----- QUOTED PASSAGE

A client is not just a customer who paid.

A client is an ongoing relationship that must be understood, managed, and delivered on.

Most client problems do not begin at the moment of complaint. They begin much earlier: at misaligned expectations, weak onboarding, unclear communication, vague scope, slow follow-up, hidden decision-makers, or a relationship that was never actively managed.

This skill helps build stronger client systems so the relationship works in practice, not just in theory.

Trigger Conditions

Use this skill when the user needs to:

  • onboard a new client
  • improve a client relationship
  • manage client communication
  • define expectations, scope, and boundaries
  • reduce churn, confusion, or friction
  • improve delivery, handoff, or account management
  • prepare client-facing processes, documents, or messaging
  • identify what makes a client relationship succeed or fail

Also trigger when the user says things like:

  • "Help me manage this client"
  • "How do I onboard a client"
  • "My client relationship is messy"
  • "How do I set expectations better"
  • "How do I retain clients"
  • "What should I send a new client"
  • "How do I handle difficult clients"

Core Principle

A healthy client relationship depends on clarity before complexity.

Clients rarely become difficult for no reason. More often, the relationship was built on assumptions that were never made explicit: what success means, who decides, how communication works, what is included, what is not, how changes are handled, and what happens when problems appear.

Good client management creates trust by reducing ambiguity.

What This Skill Does

This skill helps:

  • define what a client relationship requires to work well
  • improve onboarding, communication, and delivery systems
  • clarify scope, ownership, and expectations
  • identify risks in client management before they become problems
  • structure client-facing documents, workflows, and touchpoints
  • improve retention, trust, and long-term account quality
  • turn ad hoc service into a more stable client system

Default Outputs

Depending on the request, produce one or more of the following:

  1. Client Onboarding Plan
    A structured process for starting the relationship well.

  2. Client Communication Framework
    Rules, cadences, and templates for updates, feedback, and next steps.

  3. Client Success Map
    A relationship model showing goals, expectations, milestones, and risk points.

  4. Scope and Boundary Framework
    A structure for what is included, excluded, change-controlled, and escalated.

  5. Client Risk Audit
    A diagnosis of likely friction points, misunderstandings, or retention threats.

  6. Retention and Growth Plan
    A system for maintaining trust, expanding value, and deepening the relationship over time.

----------
----- EXCERPTED RECORDS

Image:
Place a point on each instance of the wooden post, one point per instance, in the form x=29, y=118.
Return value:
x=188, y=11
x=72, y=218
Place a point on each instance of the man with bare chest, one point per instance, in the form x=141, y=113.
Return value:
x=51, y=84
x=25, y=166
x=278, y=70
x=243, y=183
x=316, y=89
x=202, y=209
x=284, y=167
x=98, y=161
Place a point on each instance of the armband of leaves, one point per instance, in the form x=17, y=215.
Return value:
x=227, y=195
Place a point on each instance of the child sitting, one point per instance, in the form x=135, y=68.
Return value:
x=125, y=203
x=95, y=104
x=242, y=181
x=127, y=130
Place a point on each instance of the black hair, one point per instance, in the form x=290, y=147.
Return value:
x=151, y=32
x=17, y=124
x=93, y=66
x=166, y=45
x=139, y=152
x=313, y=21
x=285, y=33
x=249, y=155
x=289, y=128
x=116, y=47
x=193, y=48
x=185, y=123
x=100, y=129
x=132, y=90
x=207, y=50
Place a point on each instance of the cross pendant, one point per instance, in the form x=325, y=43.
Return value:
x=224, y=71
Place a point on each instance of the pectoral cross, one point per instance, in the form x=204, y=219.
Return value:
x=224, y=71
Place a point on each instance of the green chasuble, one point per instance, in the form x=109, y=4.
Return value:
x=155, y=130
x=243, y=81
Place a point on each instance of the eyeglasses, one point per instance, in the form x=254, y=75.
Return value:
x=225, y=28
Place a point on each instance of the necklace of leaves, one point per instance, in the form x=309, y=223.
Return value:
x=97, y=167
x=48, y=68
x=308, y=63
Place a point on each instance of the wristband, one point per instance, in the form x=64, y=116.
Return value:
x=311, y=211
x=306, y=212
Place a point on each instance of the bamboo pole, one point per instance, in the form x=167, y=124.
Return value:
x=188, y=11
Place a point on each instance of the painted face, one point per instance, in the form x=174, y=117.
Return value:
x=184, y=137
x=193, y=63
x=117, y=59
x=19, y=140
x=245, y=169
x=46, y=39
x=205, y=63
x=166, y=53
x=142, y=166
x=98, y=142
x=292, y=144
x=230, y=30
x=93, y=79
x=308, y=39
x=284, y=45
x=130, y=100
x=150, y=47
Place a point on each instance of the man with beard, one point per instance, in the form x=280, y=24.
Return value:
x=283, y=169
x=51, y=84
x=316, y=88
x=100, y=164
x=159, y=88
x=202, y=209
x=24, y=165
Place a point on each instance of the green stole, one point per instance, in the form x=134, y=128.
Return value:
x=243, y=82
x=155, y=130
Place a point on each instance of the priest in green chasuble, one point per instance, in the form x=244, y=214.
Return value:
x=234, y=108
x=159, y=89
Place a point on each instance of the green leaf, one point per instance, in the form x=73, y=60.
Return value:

----------

• TASKS TO COMPLETE
**1)** Answer these questions about the client-management skill description:
(a) What does a healthy client relationship depend on?
(b) By what means does good client management create trust?
(c) What is the fifth default output listed?
**2)** From the client-management skill description, extract the passage between "4. Scope and" and "relationship over time.", inclusive.
**3)** Write the next section of the client-management skill description, continuing after its final listed output.

• PER-TASK ANSWERS
**1)**
(a) Clarity before complexity.
(b) By reducing ambiguity.
(c) The Client Risk Audit.

**2)**
4. Scope and Boundary Framework
    A structure for what is included, excluded, change-controlled, and escalated.

  5. Client Risk Audit
    A diagnosis of likely friction points, misunderstandings, or retention threats.

  6. Retention and Growth Plan
    A system for maintaining trust, expanding value, and deepening the relationship over time.

**3)**
Response Rules

When responding:

  • identify the type of client relationship
  • define what success means for both sides
  • separate sales promises from delivery reality
  • reduce ambiguity around scope, timing, and communication
  • surface risks early
  • distinguish relationship issues from process issues
  • make ownership explicit
  • prefer clarity, trust, and usability over performative sophistication

Client Lifecycle

CLIENT_LIFECYCLE = {
  "stage_1_pre_close": {
    "purpose": "Ensure the relationship is sold honestly and clearly",
    "focus": [
      "expectation setting",
      "fit assessment",
      "decision-maker mapping",
      "scope clarity",
      "risk signals before close"
    ]
  },
  "stage_2_onboarding": {
    "purpose": "Start the relationship with alignment and momentum",
    "focus": [
      "intake",
      "goals",
      "roles",
      "timeline",
      "deliverables",
      "communication norms"
    ]
  },
  "stage_3_active_delivery": {
    "purpose": "Deliver value while keeping expectations aligned",
    "focus": [
      "updates",
      "feedback loops",
      "change handling",
      "issue resolution",
      "progress visibility"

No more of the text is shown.